Set task: Return every line of the material below unchanged and in the same order.

[Records]
** Begin **

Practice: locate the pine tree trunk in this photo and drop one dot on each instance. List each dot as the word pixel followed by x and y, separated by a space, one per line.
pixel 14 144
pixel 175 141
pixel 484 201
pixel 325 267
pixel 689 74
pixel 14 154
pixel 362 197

** End **

Task solution:
Practice: locate the pine tree trunk in this photo and drop one dot on each instance. List each dot as the word pixel followed by x and y, separated by a space, one per line.
pixel 14 144
pixel 175 141
pixel 484 201
pixel 325 267
pixel 689 74
pixel 14 154
pixel 362 197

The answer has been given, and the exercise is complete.